Start of READING TEXT
Aired September 20, 2017 - 11:30   ET

THIS IS A RUSH TRANSCRIPT. THIS COPY MAY NOT BE IN ITS FINAL FORM AND MAY BE UPDATED.


[11:30:00] FRED MASRETMOS (ph), HURRICANE VICTIM (via telephone): Well, the situation now is that it's died down a lot. The winds have died down a lot, but we still have those big, bursting gusts that are, I would guess, still around up to 80 miles an hour. And I'm up on six floors, the upper level of our office building right now and it's still moving our roof around when we get those big gusts.

KATE BOLDUAN, CNN ANCHOR: Have you ever gone through anything like that?

MASRETMOS (ph)I mean, I -- another profession of mine is I'm a snowmobiler and I've been through a lot of major storms in my life, but nothing that compares to this whatsoever.

BOLDUAN: How do you describe it, Fred. So many folks who rode out the storm and lived through it is it's the sounds of the wind that struck them so much. What did it sound like, what did it feel like?

MASRETMOS (ph)It's like a freight train. It's just nonstop and it vibrates the entire structure that I'm in. I mean, I was in -- when I was in the worst part of it, we went into that stairwell and the whole structure was just humming and vibrating. And then on top of that, we were on the fourth floor during the worst of it, and the whole stairwell was actually moving back and forth, several inches with the big gusts.

BOLDUAN: And there's nowhere else for you to go when you're in the middle of it, right?

MASRETMOS (ph)Well, yes, that was the dilemma. We don't know -- you know, when it's this big and it's a category 5, we don't know if we're safer being up high if the building starts to come down or if you're safer being down low if just parts of the building start to come off.

BOLDUAN: Yes, well, thank god you are OK. Your wife and kids are back in Michigan, I assume. Have you been in touch?

MASRETMOS (ph)Yes, with we have, and my wife had a very stressful night waiting this out with me.
End of READING TEXT
Start of RECORD EXTRACTS
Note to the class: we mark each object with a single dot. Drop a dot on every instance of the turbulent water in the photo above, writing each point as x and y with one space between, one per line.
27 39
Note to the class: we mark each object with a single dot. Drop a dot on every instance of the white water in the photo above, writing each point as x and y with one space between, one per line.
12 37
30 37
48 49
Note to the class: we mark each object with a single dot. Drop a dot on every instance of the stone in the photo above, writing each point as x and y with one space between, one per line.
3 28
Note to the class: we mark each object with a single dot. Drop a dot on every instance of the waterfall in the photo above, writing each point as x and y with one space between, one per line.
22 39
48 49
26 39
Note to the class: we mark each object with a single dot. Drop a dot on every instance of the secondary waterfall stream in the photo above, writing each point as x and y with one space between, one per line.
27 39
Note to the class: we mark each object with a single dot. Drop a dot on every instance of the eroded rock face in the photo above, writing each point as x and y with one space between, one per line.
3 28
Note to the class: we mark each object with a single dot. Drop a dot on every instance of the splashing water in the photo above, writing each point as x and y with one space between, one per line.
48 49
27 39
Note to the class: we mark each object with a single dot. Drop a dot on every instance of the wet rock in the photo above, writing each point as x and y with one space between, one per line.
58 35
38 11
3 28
End of RECORD EXTRACTS
**INSTRUCTIONS**
**A.** List each place in the building where Masretmos says he is or was during the storm, as the hurricane interview transcript gives them.
**B.** Extend the hurricane interview transcript past its final line, keeping the same speakers and format.
The records have no connection to the hurricane interview transcript.

**TASK-BY-TASK OUTPUTS**
**A.**
- The upper level of the office building, six floors up ("I'm up on six floors, the upper level of our office building right now")
- The stairwell ("we went into that stairwell")
- The fourth floor ("we were on the fourth floor during the worst of it")

**B.**
BOLDUAN: I would assume so. How about power and water that was a huge problem? Power being still out on the island from even Irma, was already a problem. How -- what -- do you have power and water now? MASRETMOS (ph)We're lucky here at our office building, being a

contractor, the company they work for owns the building. We want to be able to set up to be up and running as soon as a storm like this happens and passes, so we have large generators here on site. So, we have power and plenty of water here. But, I mean, I was out, you know, before this storm on Sunday and Monday, running around to the stores and, yes, water was first thing to go off the shelves.

BOLDUAN: Absolutely.

Fred, thank you so much for jumping on the phone. I'm so happy to hear that you're safe. I know were wife and kids are as well. Please continue to stay safe. I really appreciate it.

We'll continue our special coverage of Hurricane Maria and what's happening there, the track, the forecast, and the devastation that is left behind. That is ahead.

Plus, this. Breaking news on Special Prosecutor Robert Mueller's investigation into President Trump's former campaign chairman, Paul Manafort. CNN has now learned that investigators, they're now looking as far back as 2006, 11 years back, into his past for potential crimes. Why? What could it mean today? Details on that, ahead.

(COMMERCIAL BREAK)

[11:37:18] BOLDUAN: This morning, a CNN exclusive. CNN has learned that special counsel investigation into Trump's former campaign chairman, Paul Manafort, is looking at Manafort's activities that go back more than a decade.

CNN's Shimon Prokupecz and Evan Perez, they broke this story.

Shimon is joining me right now.

Shimon, what have you learned?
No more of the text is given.